Realme nie celuje we flagowe smartfony i skupia się raczej na budżetowej i średniej półce. I dobrze, bo umówmy się, raczej nikt o zdrowych zmysłach nie kupiłby realme za prawie cztery tysiące złotych. Dlatego dobrze, że są takie smartfony jak realme 10, które wśród tanich smartfonów potrafią jeszcze czymś zaskoczyć. Tanich, bo dziesiątka kosztuje 1299 złotych, a przyznam szczerze, że spodziewałem się więcej. Czym zatem mnie zaskoczył ten smartfon?

Od razu napiszę, że to nie będzie taka zwykła recenzja. Stwierdziłem, że skoro mamy realme 10, to wyciągnę z niego 10 najważniejszych rzeczy, które trzeba o nim wiedzieć. Nie tylko przed zakupem, ale tak ogólnie. Rzeczy, które są dobre, ale też zaskakujące i dziwne. Jak choćby to, że polska premiera realme 10 odbyła się… 9 listopada. A tak już na serio, realme 10, jak nie trudno się domyślić, jest bezpośrednim następcą realme 9. Tym bez 4G i tym, który w Polsce był do kupienia za 1399 złotych na start. Tegoroczny model jest od niego o stówkę tańszy i porównując specyfikację, zmiany dosięgły przede wszystkim procesora i aparatu.

Opisane kontury obiektów:
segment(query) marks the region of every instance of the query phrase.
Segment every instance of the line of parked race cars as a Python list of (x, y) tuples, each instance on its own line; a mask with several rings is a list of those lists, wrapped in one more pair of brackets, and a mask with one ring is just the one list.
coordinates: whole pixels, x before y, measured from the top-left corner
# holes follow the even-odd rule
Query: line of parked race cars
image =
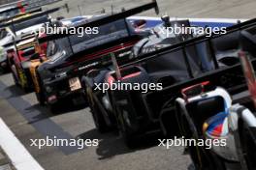
[[(161, 30), (190, 26), (170, 20), (144, 28), (128, 16), (155, 9), (156, 1), (113, 14), (52, 19), (32, 12), (0, 24), (1, 67), (16, 84), (34, 91), (54, 112), (69, 99), (87, 103), (100, 132), (119, 130), (133, 147), (142, 135), (226, 139), (226, 146), (188, 146), (195, 169), (256, 169), (256, 19), (225, 35), (172, 35)], [(36, 34), (42, 27), (98, 27), (97, 35)], [(95, 90), (96, 84), (161, 83), (161, 91)], [(171, 157), (172, 158), (172, 157)]]

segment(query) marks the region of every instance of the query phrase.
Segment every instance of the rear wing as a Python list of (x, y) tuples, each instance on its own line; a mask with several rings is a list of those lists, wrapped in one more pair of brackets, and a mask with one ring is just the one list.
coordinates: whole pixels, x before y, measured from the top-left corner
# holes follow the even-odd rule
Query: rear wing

### [Treść zadania]
Przepisz fragment tekstu o realme 10 od „Od razu napiszę, że” do „procesora i aparatu.”, zamieniając „stówkę” na „sto złotych”. Zestawienie stanowi materiał niezależny od tekstu o realme 10.

### [Przykładowe rozwiązanie]
Od razu napiszę, że to nie będzie taka zwykła recenzja. Stwierdziłem, że skoro mamy realme 10, to wyciągnę z niego 10 najważniejszych rzeczy, które trzeba o nim wiedzieć. Nie tylko przed zakupem, ale tak ogólnie. Rzeczy, które są dobre, ale też zaskakujące i dziwne. Jak choćby to, że polska premiera realme 10 odbyła się… 9 listopada. A tak już na serio, realme 10, jak nie trudno się domyślić, jest bezpośrednim następcą realme 9. Tym bez 4G i tym, który w Polsce był do kupienia za 1399 złotych na start. Tegoroczny model jest od niego o sto złotych tańszy i porównując specyfikację, zmiany dosięgły przede wszystkim procesora i aparatu.